Exercises to complete:
a - List each rat or group of rats that the post on the bioengineered rat kidney mentions, with the role it plays in the work.
b - Write the next part of the post on the bioengineered rat kidney, picking up after its final sentence.

Extracted text:
------

Dr Ott, a CT surgery resident at Harvard, who has bio engineered other organs, along with his team bio engineered a kidney of rat in his lab and then transplanted it to test in the rat and it shows signs of "working"
The researchers used a shortcut to engineer the kidneys—starting with a scaffold of collagen, which is what remained after living cells were washed away from another rat’s kidney. They then seeded this matrix with a cocktail of cells, including kidney cells from newborn rats, which grew into a functioning organ.
His lab has been working on this for past few years. Check out their website.
A video to their experiment can be found here as well.
Few interesting points from the study.

------

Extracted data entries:

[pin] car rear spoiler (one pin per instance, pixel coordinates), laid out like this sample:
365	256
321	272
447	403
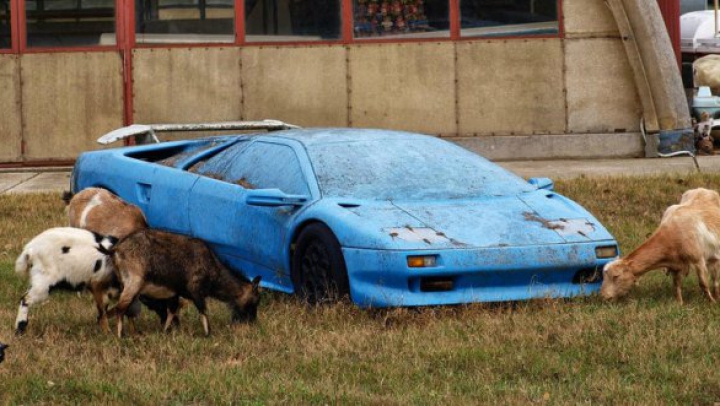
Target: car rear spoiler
145	133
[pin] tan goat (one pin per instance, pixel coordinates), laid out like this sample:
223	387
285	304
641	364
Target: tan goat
688	237
102	212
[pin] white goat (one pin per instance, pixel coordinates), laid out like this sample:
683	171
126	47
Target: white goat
65	257
688	237
102	212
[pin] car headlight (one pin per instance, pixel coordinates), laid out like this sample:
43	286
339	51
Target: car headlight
607	251
422	261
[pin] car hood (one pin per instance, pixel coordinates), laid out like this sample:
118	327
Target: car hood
535	218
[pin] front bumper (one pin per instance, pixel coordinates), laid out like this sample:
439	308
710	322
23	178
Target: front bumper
381	278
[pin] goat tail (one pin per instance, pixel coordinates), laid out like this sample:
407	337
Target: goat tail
67	196
23	264
105	244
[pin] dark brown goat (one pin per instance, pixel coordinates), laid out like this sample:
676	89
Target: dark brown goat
163	265
102	212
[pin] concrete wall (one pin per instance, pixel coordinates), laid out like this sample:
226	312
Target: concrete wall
572	96
302	85
11	123
68	99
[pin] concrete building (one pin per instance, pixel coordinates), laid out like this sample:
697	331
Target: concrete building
511	79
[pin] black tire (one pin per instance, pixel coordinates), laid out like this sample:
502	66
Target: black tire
318	267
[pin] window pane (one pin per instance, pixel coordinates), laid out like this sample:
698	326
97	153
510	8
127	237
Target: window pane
70	23
5	24
183	21
508	17
401	18
292	20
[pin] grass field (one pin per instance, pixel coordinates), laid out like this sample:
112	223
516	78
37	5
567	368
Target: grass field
645	349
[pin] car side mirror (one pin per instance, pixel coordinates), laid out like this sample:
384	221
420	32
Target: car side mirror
273	198
542	183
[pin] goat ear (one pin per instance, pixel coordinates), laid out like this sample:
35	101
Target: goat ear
256	282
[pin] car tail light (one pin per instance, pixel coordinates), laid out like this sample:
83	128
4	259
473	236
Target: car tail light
608	251
587	275
422	261
436	284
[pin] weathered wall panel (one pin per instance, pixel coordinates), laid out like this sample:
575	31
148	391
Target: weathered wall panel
601	91
184	85
10	123
510	87
588	17
403	86
68	100
306	86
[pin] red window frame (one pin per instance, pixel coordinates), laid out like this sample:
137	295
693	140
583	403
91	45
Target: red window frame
125	31
13	31
21	34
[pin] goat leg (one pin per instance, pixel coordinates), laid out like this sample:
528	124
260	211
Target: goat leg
202	308
127	297
703	278
677	283
36	294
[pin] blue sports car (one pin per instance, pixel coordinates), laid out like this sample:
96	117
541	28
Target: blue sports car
387	218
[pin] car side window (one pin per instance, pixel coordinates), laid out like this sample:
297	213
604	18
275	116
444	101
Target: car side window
260	165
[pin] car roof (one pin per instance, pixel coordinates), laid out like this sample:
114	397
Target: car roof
321	136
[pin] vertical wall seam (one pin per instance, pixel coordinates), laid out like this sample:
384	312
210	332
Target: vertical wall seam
19	101
348	82
457	89
566	103
242	85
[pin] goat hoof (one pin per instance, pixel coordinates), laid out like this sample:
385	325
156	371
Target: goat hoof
21	328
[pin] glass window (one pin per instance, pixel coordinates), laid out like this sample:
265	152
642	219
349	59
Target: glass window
70	23
508	17
257	166
401	18
292	20
184	21
5	24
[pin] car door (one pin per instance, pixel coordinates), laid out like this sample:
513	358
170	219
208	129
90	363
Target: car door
252	239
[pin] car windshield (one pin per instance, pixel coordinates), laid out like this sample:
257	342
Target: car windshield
417	169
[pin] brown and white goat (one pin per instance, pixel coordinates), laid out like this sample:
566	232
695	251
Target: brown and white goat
101	212
688	237
163	265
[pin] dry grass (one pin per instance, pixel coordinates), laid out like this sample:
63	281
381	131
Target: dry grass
646	349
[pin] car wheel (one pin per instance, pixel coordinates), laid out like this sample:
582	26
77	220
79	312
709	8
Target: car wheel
318	270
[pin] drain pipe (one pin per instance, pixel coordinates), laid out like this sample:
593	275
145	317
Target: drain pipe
665	111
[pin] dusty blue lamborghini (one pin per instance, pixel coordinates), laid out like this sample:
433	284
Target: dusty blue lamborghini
385	218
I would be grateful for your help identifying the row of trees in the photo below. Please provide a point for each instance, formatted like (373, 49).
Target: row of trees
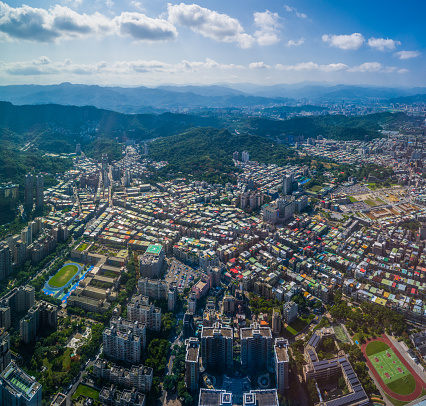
(369, 318)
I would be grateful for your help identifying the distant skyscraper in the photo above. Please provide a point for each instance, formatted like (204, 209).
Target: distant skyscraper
(281, 364)
(288, 184)
(5, 261)
(192, 367)
(29, 186)
(217, 346)
(105, 170)
(256, 346)
(39, 191)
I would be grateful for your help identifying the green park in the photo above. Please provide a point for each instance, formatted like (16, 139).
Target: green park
(64, 275)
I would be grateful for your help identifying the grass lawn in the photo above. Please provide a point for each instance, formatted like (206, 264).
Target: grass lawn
(396, 402)
(371, 202)
(390, 368)
(291, 330)
(316, 188)
(341, 334)
(298, 325)
(86, 391)
(375, 347)
(62, 277)
(403, 386)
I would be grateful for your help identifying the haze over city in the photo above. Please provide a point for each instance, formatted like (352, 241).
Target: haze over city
(157, 42)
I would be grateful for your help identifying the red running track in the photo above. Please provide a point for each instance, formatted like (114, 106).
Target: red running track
(420, 384)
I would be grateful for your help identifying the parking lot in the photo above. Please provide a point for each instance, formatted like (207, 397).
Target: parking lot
(182, 274)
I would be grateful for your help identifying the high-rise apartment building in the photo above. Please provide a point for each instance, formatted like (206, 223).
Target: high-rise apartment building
(288, 184)
(151, 263)
(40, 316)
(18, 389)
(256, 346)
(5, 354)
(158, 289)
(5, 261)
(123, 346)
(136, 328)
(217, 346)
(29, 190)
(281, 364)
(5, 320)
(192, 367)
(39, 191)
(276, 322)
(140, 310)
(28, 326)
(290, 310)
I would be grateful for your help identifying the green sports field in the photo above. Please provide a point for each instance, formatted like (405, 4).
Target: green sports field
(62, 277)
(392, 371)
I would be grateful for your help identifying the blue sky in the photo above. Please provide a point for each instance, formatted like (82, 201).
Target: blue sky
(152, 42)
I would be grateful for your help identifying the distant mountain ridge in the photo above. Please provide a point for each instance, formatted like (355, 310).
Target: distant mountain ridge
(131, 100)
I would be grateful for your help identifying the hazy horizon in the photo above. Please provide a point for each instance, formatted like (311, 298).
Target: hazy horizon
(213, 41)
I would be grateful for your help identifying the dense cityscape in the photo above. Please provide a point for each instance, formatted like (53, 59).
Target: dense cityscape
(281, 287)
(212, 203)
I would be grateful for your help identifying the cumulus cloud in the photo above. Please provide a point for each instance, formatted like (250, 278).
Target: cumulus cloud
(295, 43)
(258, 65)
(353, 41)
(307, 66)
(383, 44)
(138, 5)
(60, 22)
(141, 27)
(44, 66)
(209, 23)
(268, 27)
(293, 10)
(407, 54)
(367, 67)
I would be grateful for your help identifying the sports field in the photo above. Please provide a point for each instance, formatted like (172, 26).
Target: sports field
(389, 367)
(63, 276)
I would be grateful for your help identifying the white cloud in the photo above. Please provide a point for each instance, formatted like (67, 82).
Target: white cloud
(73, 3)
(293, 10)
(295, 43)
(138, 5)
(307, 66)
(367, 67)
(268, 27)
(383, 44)
(353, 41)
(407, 54)
(59, 22)
(258, 65)
(144, 28)
(209, 23)
(44, 66)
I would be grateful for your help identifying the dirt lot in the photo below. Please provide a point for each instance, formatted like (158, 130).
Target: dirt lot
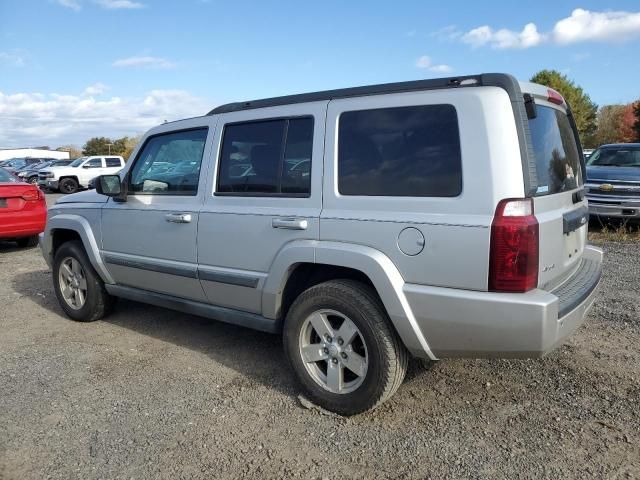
(150, 393)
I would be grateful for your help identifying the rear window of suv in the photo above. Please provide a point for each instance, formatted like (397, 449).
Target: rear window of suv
(400, 152)
(556, 151)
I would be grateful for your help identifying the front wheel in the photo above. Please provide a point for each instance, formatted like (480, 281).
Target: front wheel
(79, 289)
(340, 343)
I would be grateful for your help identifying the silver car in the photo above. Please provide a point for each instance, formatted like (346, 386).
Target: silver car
(435, 218)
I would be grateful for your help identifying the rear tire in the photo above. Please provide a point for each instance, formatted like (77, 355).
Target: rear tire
(27, 242)
(374, 347)
(79, 289)
(68, 185)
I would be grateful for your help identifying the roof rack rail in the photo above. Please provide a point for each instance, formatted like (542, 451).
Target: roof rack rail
(496, 79)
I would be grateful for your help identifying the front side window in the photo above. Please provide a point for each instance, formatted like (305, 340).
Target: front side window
(169, 164)
(400, 152)
(625, 156)
(267, 157)
(113, 162)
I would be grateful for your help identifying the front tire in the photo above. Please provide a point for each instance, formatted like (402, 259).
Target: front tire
(342, 347)
(68, 185)
(79, 289)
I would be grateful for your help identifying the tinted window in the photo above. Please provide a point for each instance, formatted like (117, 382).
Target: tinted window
(267, 157)
(616, 157)
(556, 151)
(169, 164)
(404, 151)
(93, 163)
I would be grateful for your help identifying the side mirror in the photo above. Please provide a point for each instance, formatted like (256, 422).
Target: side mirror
(109, 185)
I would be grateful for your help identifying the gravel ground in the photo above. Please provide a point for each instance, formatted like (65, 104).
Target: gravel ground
(150, 393)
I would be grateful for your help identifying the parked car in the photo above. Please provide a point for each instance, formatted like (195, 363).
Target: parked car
(435, 218)
(76, 175)
(23, 210)
(587, 152)
(613, 181)
(29, 173)
(18, 164)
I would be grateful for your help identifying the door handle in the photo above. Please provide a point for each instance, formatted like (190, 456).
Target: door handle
(178, 217)
(290, 223)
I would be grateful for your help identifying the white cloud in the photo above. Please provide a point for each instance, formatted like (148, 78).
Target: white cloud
(450, 32)
(95, 89)
(117, 4)
(55, 119)
(584, 26)
(145, 62)
(426, 63)
(581, 26)
(504, 38)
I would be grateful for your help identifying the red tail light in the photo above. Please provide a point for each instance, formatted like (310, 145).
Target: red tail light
(33, 195)
(554, 97)
(513, 258)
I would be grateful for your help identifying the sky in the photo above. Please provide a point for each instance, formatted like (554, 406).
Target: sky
(73, 69)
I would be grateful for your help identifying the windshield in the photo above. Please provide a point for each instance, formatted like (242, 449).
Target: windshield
(556, 152)
(77, 162)
(6, 176)
(615, 157)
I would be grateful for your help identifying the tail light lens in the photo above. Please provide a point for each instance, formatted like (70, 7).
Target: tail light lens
(513, 258)
(33, 195)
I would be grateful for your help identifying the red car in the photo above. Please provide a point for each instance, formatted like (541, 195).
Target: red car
(23, 210)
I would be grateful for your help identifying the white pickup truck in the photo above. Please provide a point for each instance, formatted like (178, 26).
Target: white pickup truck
(70, 178)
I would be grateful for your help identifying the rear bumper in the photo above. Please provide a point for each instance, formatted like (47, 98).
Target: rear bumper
(462, 323)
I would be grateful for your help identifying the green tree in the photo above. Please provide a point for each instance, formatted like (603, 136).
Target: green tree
(584, 110)
(609, 128)
(74, 152)
(104, 146)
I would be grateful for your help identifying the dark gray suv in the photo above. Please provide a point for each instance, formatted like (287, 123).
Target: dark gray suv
(613, 181)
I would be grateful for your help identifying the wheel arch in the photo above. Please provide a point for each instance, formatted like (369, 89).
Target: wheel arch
(66, 227)
(301, 262)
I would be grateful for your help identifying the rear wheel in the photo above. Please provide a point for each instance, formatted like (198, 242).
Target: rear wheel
(68, 185)
(31, 241)
(79, 289)
(342, 347)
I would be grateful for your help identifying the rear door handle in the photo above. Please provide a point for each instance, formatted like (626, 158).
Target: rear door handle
(290, 223)
(178, 217)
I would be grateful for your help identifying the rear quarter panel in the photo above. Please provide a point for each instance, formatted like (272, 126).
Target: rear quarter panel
(456, 230)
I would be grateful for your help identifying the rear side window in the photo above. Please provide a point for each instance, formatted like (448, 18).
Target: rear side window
(400, 152)
(556, 152)
(93, 163)
(269, 157)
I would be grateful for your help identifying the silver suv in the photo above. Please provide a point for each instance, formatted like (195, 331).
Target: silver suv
(435, 218)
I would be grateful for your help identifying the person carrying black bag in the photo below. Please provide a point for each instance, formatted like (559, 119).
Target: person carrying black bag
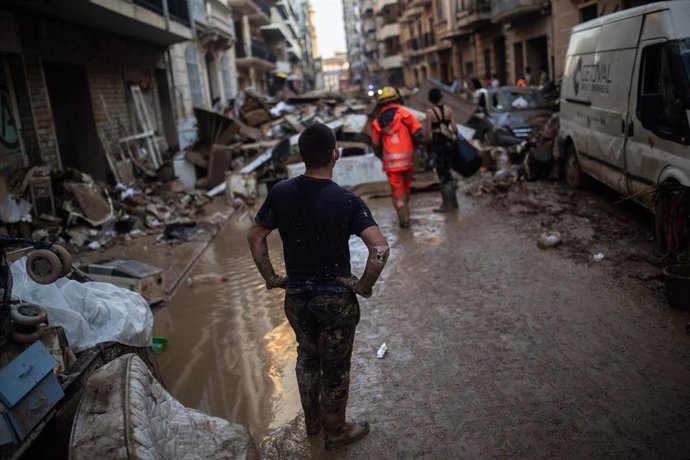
(440, 127)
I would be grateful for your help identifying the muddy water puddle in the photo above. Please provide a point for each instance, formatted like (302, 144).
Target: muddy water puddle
(231, 350)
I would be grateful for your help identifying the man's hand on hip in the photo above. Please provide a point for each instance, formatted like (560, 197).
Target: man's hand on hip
(356, 286)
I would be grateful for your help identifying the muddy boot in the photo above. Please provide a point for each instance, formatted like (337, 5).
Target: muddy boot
(454, 195)
(447, 195)
(403, 217)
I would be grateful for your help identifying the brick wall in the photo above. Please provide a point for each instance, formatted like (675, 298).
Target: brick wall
(26, 118)
(111, 64)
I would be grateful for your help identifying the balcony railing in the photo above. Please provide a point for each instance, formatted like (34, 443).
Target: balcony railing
(502, 10)
(260, 50)
(177, 9)
(428, 40)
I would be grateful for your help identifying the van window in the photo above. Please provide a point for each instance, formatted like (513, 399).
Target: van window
(660, 99)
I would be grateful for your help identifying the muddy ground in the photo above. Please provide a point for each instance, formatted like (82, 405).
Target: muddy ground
(496, 348)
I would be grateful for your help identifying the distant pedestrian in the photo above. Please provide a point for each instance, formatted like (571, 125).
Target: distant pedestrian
(439, 122)
(529, 79)
(395, 133)
(543, 77)
(315, 218)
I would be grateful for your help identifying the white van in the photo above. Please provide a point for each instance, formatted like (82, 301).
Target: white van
(625, 109)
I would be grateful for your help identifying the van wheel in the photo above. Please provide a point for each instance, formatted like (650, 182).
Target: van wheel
(573, 174)
(672, 219)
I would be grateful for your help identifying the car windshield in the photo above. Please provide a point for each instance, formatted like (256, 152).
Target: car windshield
(684, 46)
(507, 100)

------

Response list:
a -
- Another rat: living cells were washed away from its kidney, leaving the collagen scaffold.
- Newborn rats: they supplied the kidney cells in the cocktail used to seed the scaffold.
- A rat that received the engineered kidney as a transplant, to test whether it worked.

b -
1. ECM was left in place as a scaffold, and cells were bleeched and then seeding was via giving endothelial cells via artery and epithelial cells via ureter. Perhaps that scafolding is what makes that epithelial cell then become differentiated to a podocyte?- not clear
2. They showed that after perfusion, and transplantation, the kidney made urine.. but GFR was 30 fold lower than the control or cadveric transplantation. Unclear to me what time frame they used to get that CrCl.
3. What about mesangial cells? - how to they form in this structure
4. It was nice they showed polarity of some of the cells- that was cool
5. Proof of concept- nicely done and will lay foundation for many more studies to perfect this idea.
Bravo to the team led by a CT surgeon in making this a headway for us nephrologists and transplant surgeons.